» Aim
Gather every line of the entries below that contains the string "crowd", and copy each one in full. Case counts.

» Items
◆ ◆ ◆ ◆
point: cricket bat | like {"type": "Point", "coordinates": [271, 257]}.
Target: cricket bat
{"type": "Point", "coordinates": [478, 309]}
◆ ◆ ◆ ◆
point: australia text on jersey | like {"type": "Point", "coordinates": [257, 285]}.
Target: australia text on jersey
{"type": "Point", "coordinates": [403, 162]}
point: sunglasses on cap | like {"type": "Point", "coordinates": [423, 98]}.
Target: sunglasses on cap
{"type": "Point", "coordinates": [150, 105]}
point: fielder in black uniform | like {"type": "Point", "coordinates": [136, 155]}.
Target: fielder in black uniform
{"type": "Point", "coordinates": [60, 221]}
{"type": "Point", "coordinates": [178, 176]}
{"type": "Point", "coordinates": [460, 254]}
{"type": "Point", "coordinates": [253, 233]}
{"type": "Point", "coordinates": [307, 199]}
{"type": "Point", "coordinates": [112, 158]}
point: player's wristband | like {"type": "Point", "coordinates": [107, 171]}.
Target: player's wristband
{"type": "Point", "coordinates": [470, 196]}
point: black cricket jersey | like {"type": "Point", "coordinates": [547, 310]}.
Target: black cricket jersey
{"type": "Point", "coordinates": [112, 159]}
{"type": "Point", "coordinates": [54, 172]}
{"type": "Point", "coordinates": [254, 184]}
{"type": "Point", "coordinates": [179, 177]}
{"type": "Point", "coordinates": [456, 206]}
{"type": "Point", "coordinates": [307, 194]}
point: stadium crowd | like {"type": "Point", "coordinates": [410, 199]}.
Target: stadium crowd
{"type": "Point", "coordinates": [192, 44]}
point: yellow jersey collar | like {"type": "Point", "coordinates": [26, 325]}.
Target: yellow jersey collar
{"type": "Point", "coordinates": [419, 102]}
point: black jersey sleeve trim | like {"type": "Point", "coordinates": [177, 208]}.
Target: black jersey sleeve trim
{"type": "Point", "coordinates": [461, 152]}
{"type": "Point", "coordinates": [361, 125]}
◆ ◆ ◆ ◆
» Finished exercise
point: stadium crowd | like {"type": "Point", "coordinates": [410, 199]}.
Target: stadium crowd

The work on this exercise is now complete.